─── DATA LISTING

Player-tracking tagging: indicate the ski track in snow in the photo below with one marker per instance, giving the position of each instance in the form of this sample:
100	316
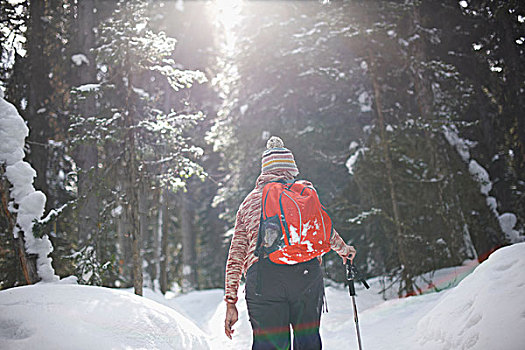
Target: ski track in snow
485	311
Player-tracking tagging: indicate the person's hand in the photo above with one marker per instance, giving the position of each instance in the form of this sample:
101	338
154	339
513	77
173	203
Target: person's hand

──────

- [WHAT YOU SHOULD DO] Could you recast the lines above as a JSON list of strings, with one string per line, no blank lines, and the pictures left out?

- [TASK RESPONSE]
[
  "Player-tracking tagging: indicate the ski track in snow in the photo below with one marker per instance, giving the position of each instance in the form of this sample:",
  "100\t316",
  "Target: ski track in snow",
  "485\t311",
  "Player-tracking tagging: indicate the person's hand in the photo above with one marker per instance, giving the position of each instance in the form of this sample:",
  "101\t338",
  "154\t339",
  "513\t77",
  "173\t203",
  "Target: person's hand"
]